## Supplied material
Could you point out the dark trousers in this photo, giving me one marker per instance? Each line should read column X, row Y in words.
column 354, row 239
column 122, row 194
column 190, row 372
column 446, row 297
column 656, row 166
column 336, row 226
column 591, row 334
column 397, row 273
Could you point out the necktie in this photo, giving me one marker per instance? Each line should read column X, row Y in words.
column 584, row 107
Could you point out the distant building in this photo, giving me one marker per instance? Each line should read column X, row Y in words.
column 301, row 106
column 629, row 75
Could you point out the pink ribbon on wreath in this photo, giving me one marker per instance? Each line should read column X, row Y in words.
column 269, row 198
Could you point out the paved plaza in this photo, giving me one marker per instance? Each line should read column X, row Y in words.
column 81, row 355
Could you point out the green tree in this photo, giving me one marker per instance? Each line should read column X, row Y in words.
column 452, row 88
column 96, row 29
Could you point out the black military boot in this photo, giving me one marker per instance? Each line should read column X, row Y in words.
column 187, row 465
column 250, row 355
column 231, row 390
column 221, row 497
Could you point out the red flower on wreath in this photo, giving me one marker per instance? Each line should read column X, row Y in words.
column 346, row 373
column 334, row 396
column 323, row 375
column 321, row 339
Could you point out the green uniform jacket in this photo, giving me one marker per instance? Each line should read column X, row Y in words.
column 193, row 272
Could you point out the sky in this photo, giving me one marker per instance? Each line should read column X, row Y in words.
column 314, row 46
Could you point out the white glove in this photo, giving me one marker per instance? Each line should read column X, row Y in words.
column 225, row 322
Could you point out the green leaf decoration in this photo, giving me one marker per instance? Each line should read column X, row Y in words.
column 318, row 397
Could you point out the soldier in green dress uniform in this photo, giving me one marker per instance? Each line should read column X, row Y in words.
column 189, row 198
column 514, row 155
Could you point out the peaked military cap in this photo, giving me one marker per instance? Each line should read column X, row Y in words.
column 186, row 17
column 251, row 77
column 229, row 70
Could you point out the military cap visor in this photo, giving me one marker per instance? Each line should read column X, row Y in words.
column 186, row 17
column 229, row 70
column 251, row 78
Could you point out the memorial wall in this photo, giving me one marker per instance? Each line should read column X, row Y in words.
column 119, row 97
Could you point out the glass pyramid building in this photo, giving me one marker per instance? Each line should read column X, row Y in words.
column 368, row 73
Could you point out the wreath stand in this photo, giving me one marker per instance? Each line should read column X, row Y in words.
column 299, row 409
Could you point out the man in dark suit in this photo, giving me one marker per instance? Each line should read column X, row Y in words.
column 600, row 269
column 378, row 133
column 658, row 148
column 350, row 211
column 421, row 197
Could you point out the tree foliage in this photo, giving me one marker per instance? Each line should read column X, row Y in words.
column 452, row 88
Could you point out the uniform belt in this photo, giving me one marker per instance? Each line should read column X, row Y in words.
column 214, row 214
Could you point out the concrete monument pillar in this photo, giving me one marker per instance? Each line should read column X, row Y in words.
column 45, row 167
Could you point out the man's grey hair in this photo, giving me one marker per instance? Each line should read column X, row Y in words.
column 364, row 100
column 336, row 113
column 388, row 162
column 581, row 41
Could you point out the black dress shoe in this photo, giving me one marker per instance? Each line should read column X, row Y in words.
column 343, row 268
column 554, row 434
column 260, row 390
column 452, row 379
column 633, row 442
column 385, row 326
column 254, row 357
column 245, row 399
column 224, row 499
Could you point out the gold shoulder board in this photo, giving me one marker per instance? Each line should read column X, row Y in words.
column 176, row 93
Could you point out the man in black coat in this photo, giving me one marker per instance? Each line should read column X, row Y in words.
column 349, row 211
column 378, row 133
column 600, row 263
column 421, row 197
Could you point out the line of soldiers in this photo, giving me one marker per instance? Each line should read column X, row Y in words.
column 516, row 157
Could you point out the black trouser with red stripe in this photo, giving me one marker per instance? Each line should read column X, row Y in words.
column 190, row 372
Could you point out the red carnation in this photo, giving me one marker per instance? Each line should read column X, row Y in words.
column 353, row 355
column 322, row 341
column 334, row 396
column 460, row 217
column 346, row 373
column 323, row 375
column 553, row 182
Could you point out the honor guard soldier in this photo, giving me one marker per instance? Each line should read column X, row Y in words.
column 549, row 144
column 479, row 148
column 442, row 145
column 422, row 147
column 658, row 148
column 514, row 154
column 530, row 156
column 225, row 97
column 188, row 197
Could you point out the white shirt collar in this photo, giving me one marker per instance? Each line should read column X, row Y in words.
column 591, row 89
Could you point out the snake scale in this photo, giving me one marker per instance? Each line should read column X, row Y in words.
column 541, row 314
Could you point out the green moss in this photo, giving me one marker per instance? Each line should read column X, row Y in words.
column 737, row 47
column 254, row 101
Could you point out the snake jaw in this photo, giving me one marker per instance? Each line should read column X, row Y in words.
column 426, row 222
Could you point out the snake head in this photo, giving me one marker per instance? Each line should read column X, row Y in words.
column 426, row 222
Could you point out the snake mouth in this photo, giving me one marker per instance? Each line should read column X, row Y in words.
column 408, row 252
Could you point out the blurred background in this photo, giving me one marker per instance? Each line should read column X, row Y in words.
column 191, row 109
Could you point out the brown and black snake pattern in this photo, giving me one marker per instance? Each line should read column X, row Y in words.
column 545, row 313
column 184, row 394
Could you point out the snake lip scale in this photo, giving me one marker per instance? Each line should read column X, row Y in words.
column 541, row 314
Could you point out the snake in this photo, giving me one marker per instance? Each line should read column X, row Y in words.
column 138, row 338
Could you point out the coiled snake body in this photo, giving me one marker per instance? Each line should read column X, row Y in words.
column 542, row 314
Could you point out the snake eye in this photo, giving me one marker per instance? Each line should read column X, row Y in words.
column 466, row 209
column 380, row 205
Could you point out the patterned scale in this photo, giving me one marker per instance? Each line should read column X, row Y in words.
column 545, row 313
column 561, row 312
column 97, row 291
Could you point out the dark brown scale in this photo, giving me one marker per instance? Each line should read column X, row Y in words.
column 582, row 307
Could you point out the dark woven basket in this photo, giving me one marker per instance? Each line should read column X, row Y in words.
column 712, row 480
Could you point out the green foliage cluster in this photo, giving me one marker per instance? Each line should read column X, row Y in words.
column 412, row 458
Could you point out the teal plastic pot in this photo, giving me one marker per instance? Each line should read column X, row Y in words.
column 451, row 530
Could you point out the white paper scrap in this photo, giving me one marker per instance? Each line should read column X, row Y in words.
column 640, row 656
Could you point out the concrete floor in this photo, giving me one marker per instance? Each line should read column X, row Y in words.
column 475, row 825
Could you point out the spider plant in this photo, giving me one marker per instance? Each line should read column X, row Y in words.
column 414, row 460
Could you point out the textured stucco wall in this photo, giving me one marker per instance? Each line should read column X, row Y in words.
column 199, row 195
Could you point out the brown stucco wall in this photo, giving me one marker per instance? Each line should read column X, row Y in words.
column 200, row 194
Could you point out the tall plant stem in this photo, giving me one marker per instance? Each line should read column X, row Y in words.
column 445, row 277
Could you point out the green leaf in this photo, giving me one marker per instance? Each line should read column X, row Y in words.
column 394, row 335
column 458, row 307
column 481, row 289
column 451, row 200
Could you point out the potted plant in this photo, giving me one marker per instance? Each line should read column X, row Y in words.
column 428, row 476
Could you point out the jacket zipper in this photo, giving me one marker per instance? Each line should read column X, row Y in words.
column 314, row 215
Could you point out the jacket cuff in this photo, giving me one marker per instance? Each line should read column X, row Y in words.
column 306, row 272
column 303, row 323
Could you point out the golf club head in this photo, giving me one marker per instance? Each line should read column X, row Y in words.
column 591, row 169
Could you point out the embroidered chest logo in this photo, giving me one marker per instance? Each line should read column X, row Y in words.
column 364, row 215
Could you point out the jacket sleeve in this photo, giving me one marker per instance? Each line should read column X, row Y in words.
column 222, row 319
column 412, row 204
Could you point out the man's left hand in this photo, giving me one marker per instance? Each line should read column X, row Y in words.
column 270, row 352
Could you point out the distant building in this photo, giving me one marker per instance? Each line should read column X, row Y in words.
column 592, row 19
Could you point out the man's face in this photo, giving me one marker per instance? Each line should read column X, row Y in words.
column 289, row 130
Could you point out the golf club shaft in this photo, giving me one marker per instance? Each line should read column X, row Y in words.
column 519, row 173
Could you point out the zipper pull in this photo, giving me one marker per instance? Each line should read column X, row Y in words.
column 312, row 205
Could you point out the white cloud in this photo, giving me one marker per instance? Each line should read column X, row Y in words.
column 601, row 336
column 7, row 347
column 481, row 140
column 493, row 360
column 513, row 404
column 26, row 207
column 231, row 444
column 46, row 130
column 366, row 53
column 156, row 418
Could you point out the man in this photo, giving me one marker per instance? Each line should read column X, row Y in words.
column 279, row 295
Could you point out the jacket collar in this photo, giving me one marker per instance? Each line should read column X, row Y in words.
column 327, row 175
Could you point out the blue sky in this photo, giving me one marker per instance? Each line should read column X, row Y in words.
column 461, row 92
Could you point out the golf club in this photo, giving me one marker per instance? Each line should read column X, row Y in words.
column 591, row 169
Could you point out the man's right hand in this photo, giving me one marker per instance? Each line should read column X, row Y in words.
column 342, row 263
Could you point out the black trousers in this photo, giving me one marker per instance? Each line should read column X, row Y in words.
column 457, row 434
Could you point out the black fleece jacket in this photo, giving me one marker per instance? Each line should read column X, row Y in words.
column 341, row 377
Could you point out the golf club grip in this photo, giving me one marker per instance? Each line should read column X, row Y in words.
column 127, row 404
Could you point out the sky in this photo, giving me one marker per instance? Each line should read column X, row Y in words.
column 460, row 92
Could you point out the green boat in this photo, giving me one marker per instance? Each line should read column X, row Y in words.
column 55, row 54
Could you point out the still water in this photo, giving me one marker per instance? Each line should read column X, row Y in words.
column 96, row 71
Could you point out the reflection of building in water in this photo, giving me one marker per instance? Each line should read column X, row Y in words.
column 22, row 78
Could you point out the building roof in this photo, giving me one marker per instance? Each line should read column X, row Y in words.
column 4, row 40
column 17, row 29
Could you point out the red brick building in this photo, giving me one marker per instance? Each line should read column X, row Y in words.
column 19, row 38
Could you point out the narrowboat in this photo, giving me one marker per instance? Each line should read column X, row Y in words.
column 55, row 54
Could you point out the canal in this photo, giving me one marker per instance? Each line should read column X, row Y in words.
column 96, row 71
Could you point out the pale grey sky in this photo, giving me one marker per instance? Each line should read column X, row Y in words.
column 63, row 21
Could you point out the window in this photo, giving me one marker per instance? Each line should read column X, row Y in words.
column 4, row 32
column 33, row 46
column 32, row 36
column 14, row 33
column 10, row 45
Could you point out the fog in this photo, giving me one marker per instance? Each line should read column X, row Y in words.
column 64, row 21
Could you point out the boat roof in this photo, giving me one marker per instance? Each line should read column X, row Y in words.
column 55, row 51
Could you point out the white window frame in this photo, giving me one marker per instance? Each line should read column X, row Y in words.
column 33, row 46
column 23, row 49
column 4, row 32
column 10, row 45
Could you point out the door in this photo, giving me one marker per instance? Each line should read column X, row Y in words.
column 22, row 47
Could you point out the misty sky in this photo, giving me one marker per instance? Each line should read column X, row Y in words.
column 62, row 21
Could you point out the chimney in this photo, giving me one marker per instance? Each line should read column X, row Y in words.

## To be done
Reproduce the lines from the one containing "Could you point out the boat" to the end of the entries, keeping both ends and adding nothing.

## Exercise solution
Could you point out the boat roof in this photo, giving me one marker per instance? Each line should read column X, row Y in words.
column 55, row 51
Could you point out the white window frame in this photo, giving me one marker per instance? Each line should read column X, row Y in words.
column 33, row 46
column 23, row 49
column 4, row 32
column 10, row 45
Could you point out the door in this photo, giving me one marker per instance? Each line should read column X, row Y in words.
column 22, row 47
Could you point out the misty sky in this photo, giving me one marker per instance? Each line should read column X, row Y in words.
column 62, row 21
Could you point out the chimney in this photo, giving me one marker per instance? Each line should read column X, row Y in words.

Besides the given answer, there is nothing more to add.